PROVIDED TEXT →
○ ○ ○ ○ ○

The reveal of the contest's theme art had been delayed due to the September clashes between Armenia and Azerbaijan. In a press release, AMPTV stated that "preparations for the contest are ongoing, and according to the schedule, it was no longer possible to change the deadlines", while expressing hope that the contest would be held in peaceful conditions. The theme art and slogan for the contest, "Spin the Magic", was later revealed on 26 September 2022. The artwork features an Armenian-styled spinning top as the main motif.

=== Postcards ===
Contestants were featured in "postcard" video introductions, set in different locations across Armenia. Each began with a short clip of the upcoming performer using the Armenian-style spinning top on a particular piece of structure. Following that, a stream of light in the colours of the upcoming country's flag emanated from the structure and traveled to the Karen Demirchyan Sports and Concerts Complex, signalling the start of the upcoming performance.

○ ○ ○ ○ ○

TASK 1 →
Answer these from the contest text:
(a) What slogan was revealed for the contest?
(b) On what date were the theme art and slogan revealed?
(c) Where did the stream of light travel to before each performance?
TASK 2 → Extract the part of the contest text from "The reveal of" up to and including "the main motif.", copying it word for word.
The data after the contest text is not needed for any task.

○ ○ ○ ○ ○

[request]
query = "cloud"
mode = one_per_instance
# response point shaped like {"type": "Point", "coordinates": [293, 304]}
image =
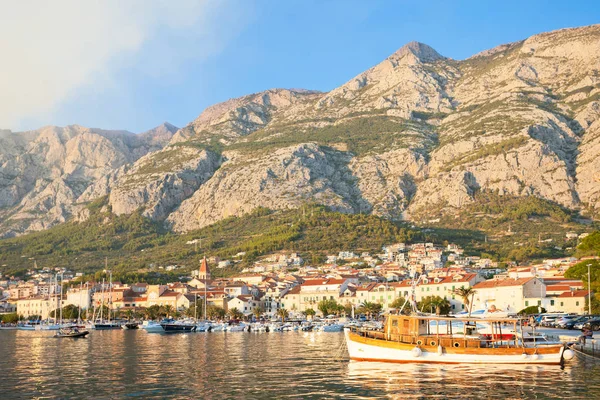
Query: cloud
{"type": "Point", "coordinates": [52, 49]}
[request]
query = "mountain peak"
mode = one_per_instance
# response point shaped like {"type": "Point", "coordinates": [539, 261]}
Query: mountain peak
{"type": "Point", "coordinates": [421, 51]}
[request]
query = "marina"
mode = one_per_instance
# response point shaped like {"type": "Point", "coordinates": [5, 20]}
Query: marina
{"type": "Point", "coordinates": [222, 365]}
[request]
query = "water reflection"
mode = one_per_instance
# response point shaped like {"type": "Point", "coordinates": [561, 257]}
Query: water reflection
{"type": "Point", "coordinates": [116, 364]}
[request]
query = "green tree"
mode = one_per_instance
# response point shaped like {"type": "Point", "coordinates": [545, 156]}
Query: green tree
{"type": "Point", "coordinates": [11, 318]}
{"type": "Point", "coordinates": [369, 308]}
{"type": "Point", "coordinates": [531, 310]}
{"type": "Point", "coordinates": [283, 314]}
{"type": "Point", "coordinates": [168, 309]}
{"type": "Point", "coordinates": [258, 311]}
{"type": "Point", "coordinates": [466, 293]}
{"type": "Point", "coordinates": [215, 312]}
{"type": "Point", "coordinates": [435, 304]}
{"type": "Point", "coordinates": [590, 245]}
{"type": "Point", "coordinates": [152, 312]}
{"type": "Point", "coordinates": [234, 313]}
{"type": "Point", "coordinates": [328, 307]}
{"type": "Point", "coordinates": [400, 302]}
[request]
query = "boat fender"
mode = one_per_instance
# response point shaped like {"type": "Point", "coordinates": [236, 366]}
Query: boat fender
{"type": "Point", "coordinates": [568, 354]}
{"type": "Point", "coordinates": [416, 352]}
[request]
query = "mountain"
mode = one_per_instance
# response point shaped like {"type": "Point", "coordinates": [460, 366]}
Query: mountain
{"type": "Point", "coordinates": [45, 173]}
{"type": "Point", "coordinates": [415, 137]}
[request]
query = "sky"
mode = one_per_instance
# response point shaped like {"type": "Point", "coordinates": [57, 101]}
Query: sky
{"type": "Point", "coordinates": [134, 64]}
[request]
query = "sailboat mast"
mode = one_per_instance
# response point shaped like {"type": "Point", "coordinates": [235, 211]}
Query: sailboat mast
{"type": "Point", "coordinates": [79, 308]}
{"type": "Point", "coordinates": [102, 305]}
{"type": "Point", "coordinates": [62, 280]}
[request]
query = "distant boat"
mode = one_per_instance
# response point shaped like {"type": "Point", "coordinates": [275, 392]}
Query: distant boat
{"type": "Point", "coordinates": [105, 325]}
{"type": "Point", "coordinates": [73, 332]}
{"type": "Point", "coordinates": [430, 339]}
{"type": "Point", "coordinates": [178, 326]}
{"type": "Point", "coordinates": [130, 325]}
{"type": "Point", "coordinates": [27, 326]}
{"type": "Point", "coordinates": [152, 326]}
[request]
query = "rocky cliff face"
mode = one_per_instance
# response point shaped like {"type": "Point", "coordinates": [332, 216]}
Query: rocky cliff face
{"type": "Point", "coordinates": [416, 132]}
{"type": "Point", "coordinates": [43, 173]}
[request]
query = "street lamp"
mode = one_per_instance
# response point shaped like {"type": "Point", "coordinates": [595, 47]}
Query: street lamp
{"type": "Point", "coordinates": [589, 290]}
{"type": "Point", "coordinates": [110, 295]}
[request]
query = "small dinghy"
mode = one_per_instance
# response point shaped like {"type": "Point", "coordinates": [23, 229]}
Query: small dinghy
{"type": "Point", "coordinates": [73, 332]}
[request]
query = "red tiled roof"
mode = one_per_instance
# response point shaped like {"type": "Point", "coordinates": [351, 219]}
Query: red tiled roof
{"type": "Point", "coordinates": [576, 293]}
{"type": "Point", "coordinates": [502, 283]}
{"type": "Point", "coordinates": [294, 290]}
{"type": "Point", "coordinates": [556, 288]}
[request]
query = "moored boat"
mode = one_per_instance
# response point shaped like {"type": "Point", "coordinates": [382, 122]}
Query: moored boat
{"type": "Point", "coordinates": [430, 339]}
{"type": "Point", "coordinates": [130, 325]}
{"type": "Point", "coordinates": [178, 326]}
{"type": "Point", "coordinates": [71, 332]}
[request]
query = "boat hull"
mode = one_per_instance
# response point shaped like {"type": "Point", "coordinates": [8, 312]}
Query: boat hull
{"type": "Point", "coordinates": [105, 326]}
{"type": "Point", "coordinates": [72, 335]}
{"type": "Point", "coordinates": [172, 328]}
{"type": "Point", "coordinates": [362, 348]}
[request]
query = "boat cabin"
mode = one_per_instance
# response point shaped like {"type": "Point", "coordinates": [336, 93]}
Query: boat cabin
{"type": "Point", "coordinates": [447, 331]}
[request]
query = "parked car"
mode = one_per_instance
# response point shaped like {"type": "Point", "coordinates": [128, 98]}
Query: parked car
{"type": "Point", "coordinates": [579, 320]}
{"type": "Point", "coordinates": [593, 324]}
{"type": "Point", "coordinates": [581, 325]}
{"type": "Point", "coordinates": [562, 321]}
{"type": "Point", "coordinates": [548, 319]}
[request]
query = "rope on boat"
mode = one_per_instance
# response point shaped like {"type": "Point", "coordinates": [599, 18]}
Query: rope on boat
{"type": "Point", "coordinates": [341, 354]}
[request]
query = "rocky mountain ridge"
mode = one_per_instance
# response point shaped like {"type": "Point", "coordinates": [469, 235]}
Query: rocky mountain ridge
{"type": "Point", "coordinates": [415, 135]}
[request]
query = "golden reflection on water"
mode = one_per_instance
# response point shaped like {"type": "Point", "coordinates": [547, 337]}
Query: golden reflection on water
{"type": "Point", "coordinates": [111, 364]}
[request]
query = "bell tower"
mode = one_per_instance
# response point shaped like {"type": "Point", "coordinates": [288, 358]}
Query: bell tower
{"type": "Point", "coordinates": [204, 272]}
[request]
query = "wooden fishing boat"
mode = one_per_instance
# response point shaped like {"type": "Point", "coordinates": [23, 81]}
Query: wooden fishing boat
{"type": "Point", "coordinates": [71, 332]}
{"type": "Point", "coordinates": [432, 339]}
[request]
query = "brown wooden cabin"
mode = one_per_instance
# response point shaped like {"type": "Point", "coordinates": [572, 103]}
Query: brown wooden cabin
{"type": "Point", "coordinates": [419, 331]}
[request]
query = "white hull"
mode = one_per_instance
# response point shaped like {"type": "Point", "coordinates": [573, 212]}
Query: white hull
{"type": "Point", "coordinates": [152, 327]}
{"type": "Point", "coordinates": [367, 352]}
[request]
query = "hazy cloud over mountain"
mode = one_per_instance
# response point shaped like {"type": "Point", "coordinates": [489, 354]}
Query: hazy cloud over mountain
{"type": "Point", "coordinates": [57, 49]}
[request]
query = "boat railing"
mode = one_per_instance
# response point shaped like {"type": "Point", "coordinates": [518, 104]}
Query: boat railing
{"type": "Point", "coordinates": [457, 340]}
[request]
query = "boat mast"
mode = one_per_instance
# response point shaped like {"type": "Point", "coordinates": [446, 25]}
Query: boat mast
{"type": "Point", "coordinates": [62, 280]}
{"type": "Point", "coordinates": [102, 305]}
{"type": "Point", "coordinates": [79, 308]}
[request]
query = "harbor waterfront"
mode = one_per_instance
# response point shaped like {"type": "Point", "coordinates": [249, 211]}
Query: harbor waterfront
{"type": "Point", "coordinates": [134, 363]}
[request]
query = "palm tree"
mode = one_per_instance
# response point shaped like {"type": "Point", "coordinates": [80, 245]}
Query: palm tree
{"type": "Point", "coordinates": [258, 311]}
{"type": "Point", "coordinates": [370, 308]}
{"type": "Point", "coordinates": [465, 293]}
{"type": "Point", "coordinates": [235, 313]}
{"type": "Point", "coordinates": [283, 313]}
{"type": "Point", "coordinates": [309, 312]}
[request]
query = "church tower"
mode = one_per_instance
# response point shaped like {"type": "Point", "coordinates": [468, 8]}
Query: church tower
{"type": "Point", "coordinates": [204, 272]}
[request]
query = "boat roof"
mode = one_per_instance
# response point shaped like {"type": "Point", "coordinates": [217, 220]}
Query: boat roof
{"type": "Point", "coordinates": [460, 319]}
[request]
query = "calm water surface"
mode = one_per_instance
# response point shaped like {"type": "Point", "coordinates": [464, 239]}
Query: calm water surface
{"type": "Point", "coordinates": [126, 364]}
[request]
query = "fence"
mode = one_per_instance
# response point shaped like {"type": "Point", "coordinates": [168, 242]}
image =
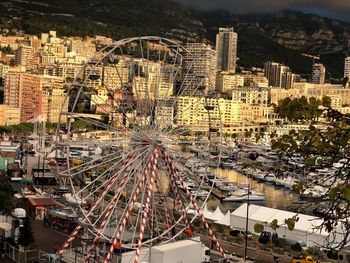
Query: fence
{"type": "Point", "coordinates": [18, 256]}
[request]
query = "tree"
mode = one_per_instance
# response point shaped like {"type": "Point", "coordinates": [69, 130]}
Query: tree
{"type": "Point", "coordinates": [325, 145]}
{"type": "Point", "coordinates": [26, 236]}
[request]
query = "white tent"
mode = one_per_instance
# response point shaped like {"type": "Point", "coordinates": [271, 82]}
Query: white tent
{"type": "Point", "coordinates": [306, 228]}
{"type": "Point", "coordinates": [217, 215]}
{"type": "Point", "coordinates": [56, 153]}
{"type": "Point", "coordinates": [226, 219]}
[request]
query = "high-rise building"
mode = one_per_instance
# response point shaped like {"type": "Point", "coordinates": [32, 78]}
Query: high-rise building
{"type": "Point", "coordinates": [279, 75]}
{"type": "Point", "coordinates": [53, 102]}
{"type": "Point", "coordinates": [227, 81]}
{"type": "Point", "coordinates": [24, 91]}
{"type": "Point", "coordinates": [25, 56]}
{"type": "Point", "coordinates": [199, 70]}
{"type": "Point", "coordinates": [318, 73]}
{"type": "Point", "coordinates": [9, 116]}
{"type": "Point", "coordinates": [347, 67]}
{"type": "Point", "coordinates": [226, 48]}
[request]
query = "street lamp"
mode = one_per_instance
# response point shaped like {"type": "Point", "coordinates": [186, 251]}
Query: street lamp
{"type": "Point", "coordinates": [246, 223]}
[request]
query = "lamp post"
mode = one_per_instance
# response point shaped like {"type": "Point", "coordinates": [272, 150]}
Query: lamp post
{"type": "Point", "coordinates": [246, 223]}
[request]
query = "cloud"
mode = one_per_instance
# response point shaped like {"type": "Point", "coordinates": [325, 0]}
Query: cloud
{"type": "Point", "coordinates": [263, 6]}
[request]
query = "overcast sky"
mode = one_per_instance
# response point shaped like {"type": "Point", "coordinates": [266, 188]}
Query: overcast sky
{"type": "Point", "coordinates": [331, 8]}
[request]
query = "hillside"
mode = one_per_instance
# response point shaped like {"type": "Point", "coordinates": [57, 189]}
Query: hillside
{"type": "Point", "coordinates": [281, 36]}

○ ○ ○ ○ ○

EXERCISE RESULT 1 →
(a) "Spin the Magic"
(b) 26 September 2022
(c) The Karen Demirchyan Sports and Concerts Complex

EXERCISE RESULT 2 →
The reveal of the contest's theme art had been delayed due to the September clashes between Armenia and Azerbaijan. In a press release, AMPTV stated that "preparations for the contest are ongoing, and according to the schedule, it was no longer possible to change the deadlines", while expressing hope that the contest would be held in peaceful conditions. The theme art and slogan for the contest, "Spin the Magic", was later revealed on 26 September 2022. The artwork features an Armenian-styled spinning top as the main motif.